● **Materials provided**
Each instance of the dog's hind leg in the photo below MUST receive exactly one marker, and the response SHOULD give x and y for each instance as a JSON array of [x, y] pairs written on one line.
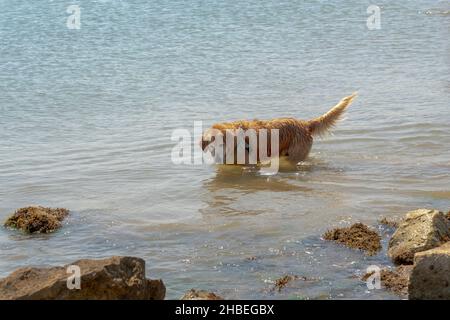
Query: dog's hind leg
[[299, 149]]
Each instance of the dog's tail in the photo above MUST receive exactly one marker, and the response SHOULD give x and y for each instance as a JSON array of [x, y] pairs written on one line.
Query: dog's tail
[[323, 124]]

● **Prompt**
Output every one of the lines above word for word, leaving out the pictures.

● **Correct answer**
Each instance of the dog's hind leg in the photo below MUST receive exactly one marker, and the response SHOULD give x and y for each instance as a JSON array of [x, y] pairs written on one line.
Query: dog's hind leg
[[299, 149]]
Each instance of the dog's tail in the photo above MUST receive exactly one marker, and the response SHOULD give x and y for each instance as a JSON array of [x, y] pairs written on one line.
Query: dog's tail
[[323, 124]]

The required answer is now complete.